** start SUPPLIED ENTRIES **

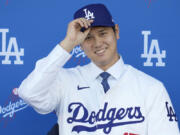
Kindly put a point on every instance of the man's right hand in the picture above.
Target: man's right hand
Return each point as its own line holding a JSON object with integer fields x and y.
{"x": 74, "y": 36}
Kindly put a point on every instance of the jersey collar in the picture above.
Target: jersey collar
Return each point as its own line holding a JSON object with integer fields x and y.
{"x": 115, "y": 70}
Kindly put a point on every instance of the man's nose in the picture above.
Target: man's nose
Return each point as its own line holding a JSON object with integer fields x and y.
{"x": 98, "y": 42}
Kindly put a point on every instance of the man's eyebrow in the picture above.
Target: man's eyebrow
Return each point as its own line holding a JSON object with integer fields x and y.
{"x": 101, "y": 30}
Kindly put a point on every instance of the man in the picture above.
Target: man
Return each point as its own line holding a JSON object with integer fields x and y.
{"x": 103, "y": 97}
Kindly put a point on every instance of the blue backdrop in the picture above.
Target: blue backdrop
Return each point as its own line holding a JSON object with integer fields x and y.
{"x": 30, "y": 29}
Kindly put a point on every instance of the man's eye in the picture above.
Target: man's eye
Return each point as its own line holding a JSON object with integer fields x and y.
{"x": 103, "y": 33}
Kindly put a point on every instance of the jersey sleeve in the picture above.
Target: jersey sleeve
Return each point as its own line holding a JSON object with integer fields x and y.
{"x": 161, "y": 116}
{"x": 42, "y": 89}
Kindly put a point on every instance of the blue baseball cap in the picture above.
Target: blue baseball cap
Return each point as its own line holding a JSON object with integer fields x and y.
{"x": 98, "y": 12}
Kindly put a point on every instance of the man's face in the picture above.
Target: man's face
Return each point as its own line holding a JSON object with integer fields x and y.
{"x": 100, "y": 46}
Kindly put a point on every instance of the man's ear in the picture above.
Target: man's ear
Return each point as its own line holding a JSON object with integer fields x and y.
{"x": 117, "y": 31}
{"x": 81, "y": 47}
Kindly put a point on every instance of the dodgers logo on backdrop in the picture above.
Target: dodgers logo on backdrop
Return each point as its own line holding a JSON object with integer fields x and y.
{"x": 171, "y": 113}
{"x": 89, "y": 15}
{"x": 105, "y": 118}
{"x": 149, "y": 55}
{"x": 7, "y": 52}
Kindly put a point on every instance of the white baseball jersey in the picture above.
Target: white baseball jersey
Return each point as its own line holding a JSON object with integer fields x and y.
{"x": 135, "y": 104}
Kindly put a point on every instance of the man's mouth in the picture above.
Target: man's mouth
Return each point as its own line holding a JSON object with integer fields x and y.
{"x": 100, "y": 51}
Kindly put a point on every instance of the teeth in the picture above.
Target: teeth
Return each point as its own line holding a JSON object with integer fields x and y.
{"x": 100, "y": 51}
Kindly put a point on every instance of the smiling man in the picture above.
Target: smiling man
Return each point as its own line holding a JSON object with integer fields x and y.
{"x": 105, "y": 96}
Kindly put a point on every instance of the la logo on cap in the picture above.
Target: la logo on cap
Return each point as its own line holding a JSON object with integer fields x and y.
{"x": 89, "y": 15}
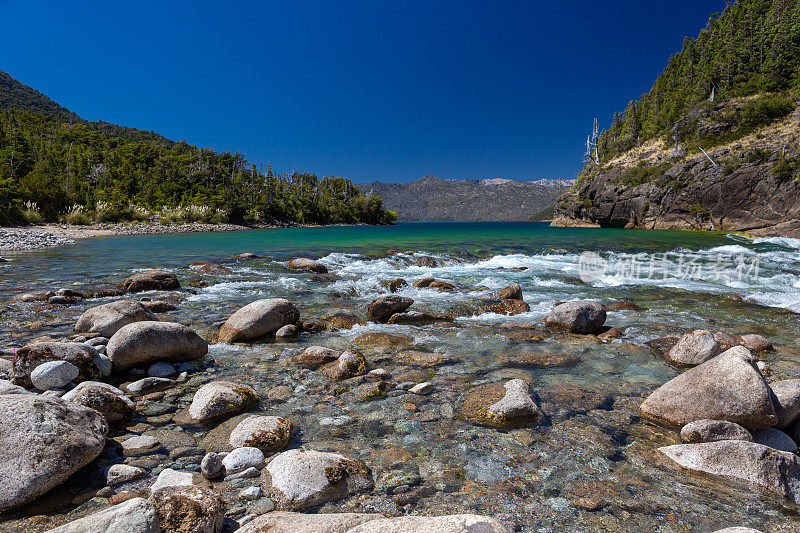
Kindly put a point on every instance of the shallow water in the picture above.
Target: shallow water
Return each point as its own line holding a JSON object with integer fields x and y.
{"x": 591, "y": 465}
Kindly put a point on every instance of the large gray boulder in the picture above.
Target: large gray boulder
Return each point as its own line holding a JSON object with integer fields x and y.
{"x": 297, "y": 479}
{"x": 151, "y": 280}
{"x": 693, "y": 348}
{"x": 258, "y": 319}
{"x": 106, "y": 319}
{"x": 136, "y": 515}
{"x": 142, "y": 343}
{"x": 33, "y": 355}
{"x": 382, "y": 308}
{"x": 582, "y": 317}
{"x": 43, "y": 441}
{"x": 727, "y": 387}
{"x": 774, "y": 470}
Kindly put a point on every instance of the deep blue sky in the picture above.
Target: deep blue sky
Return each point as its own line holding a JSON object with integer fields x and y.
{"x": 368, "y": 90}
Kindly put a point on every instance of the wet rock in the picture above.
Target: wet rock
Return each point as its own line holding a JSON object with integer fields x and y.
{"x": 142, "y": 343}
{"x": 350, "y": 364}
{"x": 506, "y": 307}
{"x": 267, "y": 433}
{"x": 241, "y": 459}
{"x": 151, "y": 280}
{"x": 303, "y": 263}
{"x": 42, "y": 442}
{"x": 727, "y": 387}
{"x": 693, "y": 348}
{"x": 108, "y": 318}
{"x": 512, "y": 292}
{"x": 419, "y": 318}
{"x": 135, "y": 515}
{"x": 501, "y": 405}
{"x": 786, "y": 400}
{"x": 258, "y": 319}
{"x": 775, "y": 438}
{"x": 220, "y": 399}
{"x": 297, "y": 479}
{"x": 188, "y": 510}
{"x": 315, "y": 356}
{"x": 577, "y": 317}
{"x": 104, "y": 398}
{"x": 33, "y": 355}
{"x": 774, "y": 470}
{"x": 713, "y": 430}
{"x": 383, "y": 307}
{"x": 53, "y": 374}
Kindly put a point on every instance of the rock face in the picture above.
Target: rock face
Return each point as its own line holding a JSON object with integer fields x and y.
{"x": 727, "y": 387}
{"x": 258, "y": 319}
{"x": 42, "y": 442}
{"x": 297, "y": 479}
{"x": 776, "y": 471}
{"x": 577, "y": 317}
{"x": 104, "y": 398}
{"x": 136, "y": 515}
{"x": 142, "y": 343}
{"x": 713, "y": 430}
{"x": 303, "y": 263}
{"x": 221, "y": 398}
{"x": 151, "y": 280}
{"x": 693, "y": 348}
{"x": 188, "y": 509}
{"x": 108, "y": 318}
{"x": 267, "y": 433}
{"x": 32, "y": 355}
{"x": 382, "y": 308}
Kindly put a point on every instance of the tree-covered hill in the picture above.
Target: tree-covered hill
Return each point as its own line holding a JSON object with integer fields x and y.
{"x": 55, "y": 165}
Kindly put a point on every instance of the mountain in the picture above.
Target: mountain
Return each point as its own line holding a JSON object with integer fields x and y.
{"x": 715, "y": 143}
{"x": 432, "y": 199}
{"x": 54, "y": 165}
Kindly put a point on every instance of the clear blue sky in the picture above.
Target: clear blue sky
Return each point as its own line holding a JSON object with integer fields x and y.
{"x": 368, "y": 90}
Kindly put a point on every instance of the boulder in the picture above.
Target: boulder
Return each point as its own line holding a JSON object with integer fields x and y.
{"x": 774, "y": 470}
{"x": 303, "y": 263}
{"x": 727, "y": 387}
{"x": 577, "y": 317}
{"x": 32, "y": 355}
{"x": 136, "y": 515}
{"x": 297, "y": 479}
{"x": 221, "y": 399}
{"x": 188, "y": 509}
{"x": 786, "y": 400}
{"x": 43, "y": 441}
{"x": 713, "y": 430}
{"x": 53, "y": 374}
{"x": 693, "y": 348}
{"x": 142, "y": 343}
{"x": 258, "y": 319}
{"x": 108, "y": 318}
{"x": 383, "y": 307}
{"x": 151, "y": 280}
{"x": 103, "y": 398}
{"x": 267, "y": 433}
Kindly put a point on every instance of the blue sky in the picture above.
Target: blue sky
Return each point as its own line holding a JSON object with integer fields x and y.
{"x": 369, "y": 90}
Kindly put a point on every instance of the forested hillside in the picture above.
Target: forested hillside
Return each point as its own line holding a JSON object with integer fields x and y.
{"x": 56, "y": 166}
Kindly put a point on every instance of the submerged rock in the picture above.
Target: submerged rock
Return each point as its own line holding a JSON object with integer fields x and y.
{"x": 258, "y": 319}
{"x": 142, "y": 343}
{"x": 774, "y": 470}
{"x": 577, "y": 317}
{"x": 727, "y": 387}
{"x": 297, "y": 479}
{"x": 108, "y": 318}
{"x": 42, "y": 442}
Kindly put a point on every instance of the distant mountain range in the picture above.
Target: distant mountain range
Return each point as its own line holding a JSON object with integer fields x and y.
{"x": 432, "y": 199}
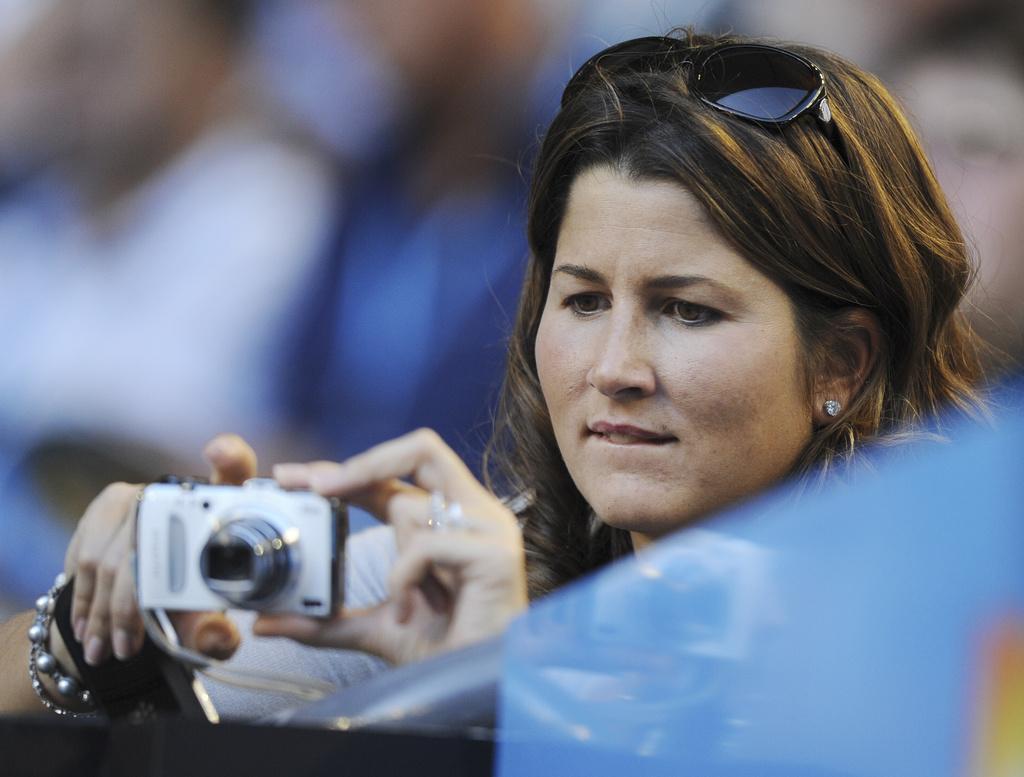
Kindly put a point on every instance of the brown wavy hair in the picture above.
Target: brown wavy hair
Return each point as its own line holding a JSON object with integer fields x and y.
{"x": 864, "y": 226}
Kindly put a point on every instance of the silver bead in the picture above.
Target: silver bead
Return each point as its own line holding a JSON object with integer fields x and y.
{"x": 46, "y": 662}
{"x": 68, "y": 687}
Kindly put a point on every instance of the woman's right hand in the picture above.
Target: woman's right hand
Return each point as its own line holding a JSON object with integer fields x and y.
{"x": 104, "y": 613}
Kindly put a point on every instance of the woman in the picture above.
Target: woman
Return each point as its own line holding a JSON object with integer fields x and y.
{"x": 741, "y": 270}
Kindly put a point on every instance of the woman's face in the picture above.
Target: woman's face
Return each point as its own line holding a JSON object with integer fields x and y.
{"x": 671, "y": 367}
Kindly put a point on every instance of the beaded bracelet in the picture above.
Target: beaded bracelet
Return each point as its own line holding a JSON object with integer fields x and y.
{"x": 40, "y": 660}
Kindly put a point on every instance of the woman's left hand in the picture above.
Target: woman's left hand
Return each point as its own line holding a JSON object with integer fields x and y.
{"x": 451, "y": 586}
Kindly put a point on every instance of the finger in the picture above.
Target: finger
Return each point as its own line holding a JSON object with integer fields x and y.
{"x": 127, "y": 631}
{"x": 354, "y": 630}
{"x": 97, "y": 630}
{"x": 96, "y": 530}
{"x": 213, "y": 634}
{"x": 391, "y": 501}
{"x": 421, "y": 456}
{"x": 231, "y": 458}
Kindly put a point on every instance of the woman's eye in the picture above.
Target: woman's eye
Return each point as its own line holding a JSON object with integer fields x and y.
{"x": 691, "y": 313}
{"x": 585, "y": 304}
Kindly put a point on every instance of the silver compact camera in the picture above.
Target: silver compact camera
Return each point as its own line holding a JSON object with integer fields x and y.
{"x": 256, "y": 547}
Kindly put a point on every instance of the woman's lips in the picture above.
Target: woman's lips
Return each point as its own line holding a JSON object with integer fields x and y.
{"x": 626, "y": 434}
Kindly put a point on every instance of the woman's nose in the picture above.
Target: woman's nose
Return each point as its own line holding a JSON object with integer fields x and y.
{"x": 622, "y": 368}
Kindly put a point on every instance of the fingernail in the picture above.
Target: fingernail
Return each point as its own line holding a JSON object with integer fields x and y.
{"x": 214, "y": 642}
{"x": 94, "y": 651}
{"x": 288, "y": 471}
{"x": 122, "y": 644}
{"x": 327, "y": 480}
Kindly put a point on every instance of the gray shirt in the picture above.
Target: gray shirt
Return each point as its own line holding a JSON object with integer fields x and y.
{"x": 369, "y": 556}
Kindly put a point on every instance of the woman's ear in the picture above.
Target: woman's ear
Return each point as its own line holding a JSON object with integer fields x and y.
{"x": 853, "y": 347}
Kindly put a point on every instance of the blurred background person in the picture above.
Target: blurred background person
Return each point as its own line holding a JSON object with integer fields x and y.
{"x": 958, "y": 68}
{"x": 962, "y": 78}
{"x": 156, "y": 225}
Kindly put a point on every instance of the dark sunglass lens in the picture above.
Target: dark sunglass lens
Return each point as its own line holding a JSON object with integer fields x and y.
{"x": 758, "y": 83}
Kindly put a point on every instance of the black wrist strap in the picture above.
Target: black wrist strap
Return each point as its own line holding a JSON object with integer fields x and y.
{"x": 136, "y": 688}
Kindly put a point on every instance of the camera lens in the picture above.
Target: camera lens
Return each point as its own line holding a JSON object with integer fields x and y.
{"x": 247, "y": 562}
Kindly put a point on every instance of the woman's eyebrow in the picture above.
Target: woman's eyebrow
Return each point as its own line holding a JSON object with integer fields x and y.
{"x": 579, "y": 271}
{"x": 658, "y": 283}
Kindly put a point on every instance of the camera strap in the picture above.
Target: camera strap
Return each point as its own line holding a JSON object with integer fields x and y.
{"x": 162, "y": 632}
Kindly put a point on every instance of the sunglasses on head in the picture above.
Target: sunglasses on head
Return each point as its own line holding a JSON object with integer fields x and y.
{"x": 766, "y": 85}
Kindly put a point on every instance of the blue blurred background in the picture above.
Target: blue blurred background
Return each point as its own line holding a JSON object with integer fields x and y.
{"x": 302, "y": 220}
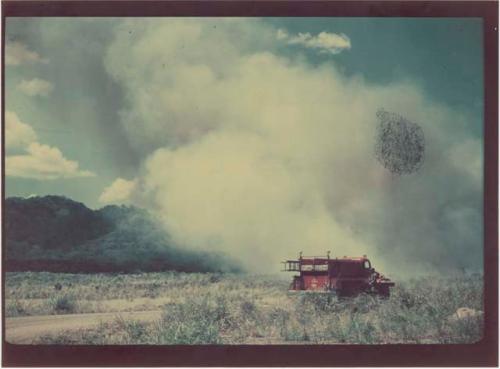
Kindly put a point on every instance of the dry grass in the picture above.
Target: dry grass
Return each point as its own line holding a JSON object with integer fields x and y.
{"x": 244, "y": 309}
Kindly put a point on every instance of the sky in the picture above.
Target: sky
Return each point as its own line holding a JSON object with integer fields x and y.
{"x": 256, "y": 136}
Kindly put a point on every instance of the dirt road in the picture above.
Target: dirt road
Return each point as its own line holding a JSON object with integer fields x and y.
{"x": 23, "y": 330}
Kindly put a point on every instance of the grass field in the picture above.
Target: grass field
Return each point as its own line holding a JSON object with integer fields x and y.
{"x": 246, "y": 309}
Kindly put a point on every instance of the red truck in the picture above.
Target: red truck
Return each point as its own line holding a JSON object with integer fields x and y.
{"x": 347, "y": 276}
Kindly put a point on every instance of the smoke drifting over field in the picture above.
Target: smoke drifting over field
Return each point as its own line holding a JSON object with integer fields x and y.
{"x": 263, "y": 156}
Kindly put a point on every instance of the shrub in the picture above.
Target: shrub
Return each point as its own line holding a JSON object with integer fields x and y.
{"x": 64, "y": 304}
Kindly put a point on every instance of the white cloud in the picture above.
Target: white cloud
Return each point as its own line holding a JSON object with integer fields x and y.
{"x": 43, "y": 162}
{"x": 18, "y": 135}
{"x": 324, "y": 42}
{"x": 37, "y": 161}
{"x": 35, "y": 87}
{"x": 118, "y": 192}
{"x": 17, "y": 53}
{"x": 263, "y": 156}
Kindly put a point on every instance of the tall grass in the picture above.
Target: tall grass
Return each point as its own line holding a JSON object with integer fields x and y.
{"x": 244, "y": 309}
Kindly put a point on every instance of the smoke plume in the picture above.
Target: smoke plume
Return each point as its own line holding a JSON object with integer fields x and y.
{"x": 262, "y": 156}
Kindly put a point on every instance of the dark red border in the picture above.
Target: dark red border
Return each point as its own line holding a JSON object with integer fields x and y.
{"x": 483, "y": 353}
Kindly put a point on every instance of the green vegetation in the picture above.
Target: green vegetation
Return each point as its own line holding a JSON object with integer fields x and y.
{"x": 244, "y": 309}
{"x": 57, "y": 234}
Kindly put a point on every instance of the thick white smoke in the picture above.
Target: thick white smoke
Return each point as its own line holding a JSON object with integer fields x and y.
{"x": 263, "y": 156}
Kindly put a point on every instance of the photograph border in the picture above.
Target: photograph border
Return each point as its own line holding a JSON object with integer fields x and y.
{"x": 482, "y": 353}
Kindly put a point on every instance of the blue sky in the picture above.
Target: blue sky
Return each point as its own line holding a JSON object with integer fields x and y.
{"x": 98, "y": 108}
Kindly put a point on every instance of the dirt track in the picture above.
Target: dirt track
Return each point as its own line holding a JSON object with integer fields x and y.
{"x": 23, "y": 330}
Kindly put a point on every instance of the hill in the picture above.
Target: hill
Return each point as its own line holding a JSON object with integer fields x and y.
{"x": 54, "y": 233}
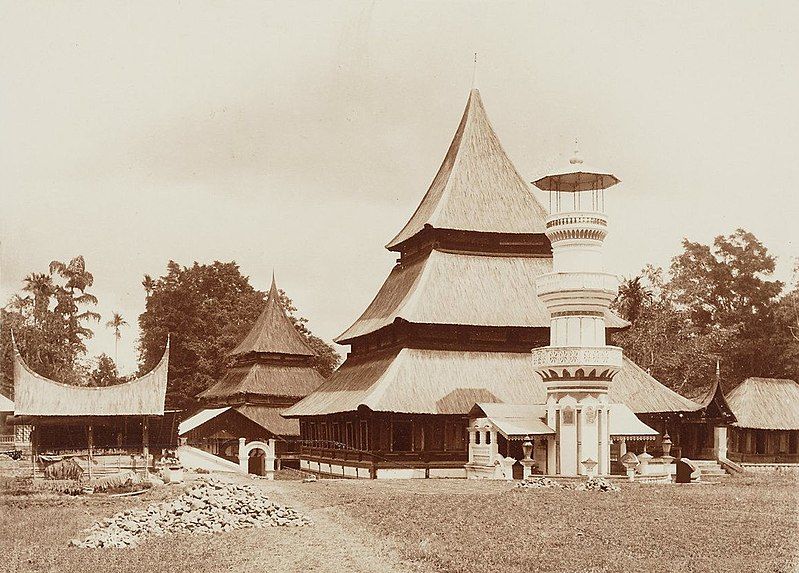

** end SUPPLIED ENTRIES **

YOUR TASK: How many lines in the data above contain the word "sleeve"? Reply with the number only.

SOLUTION BELOW: 2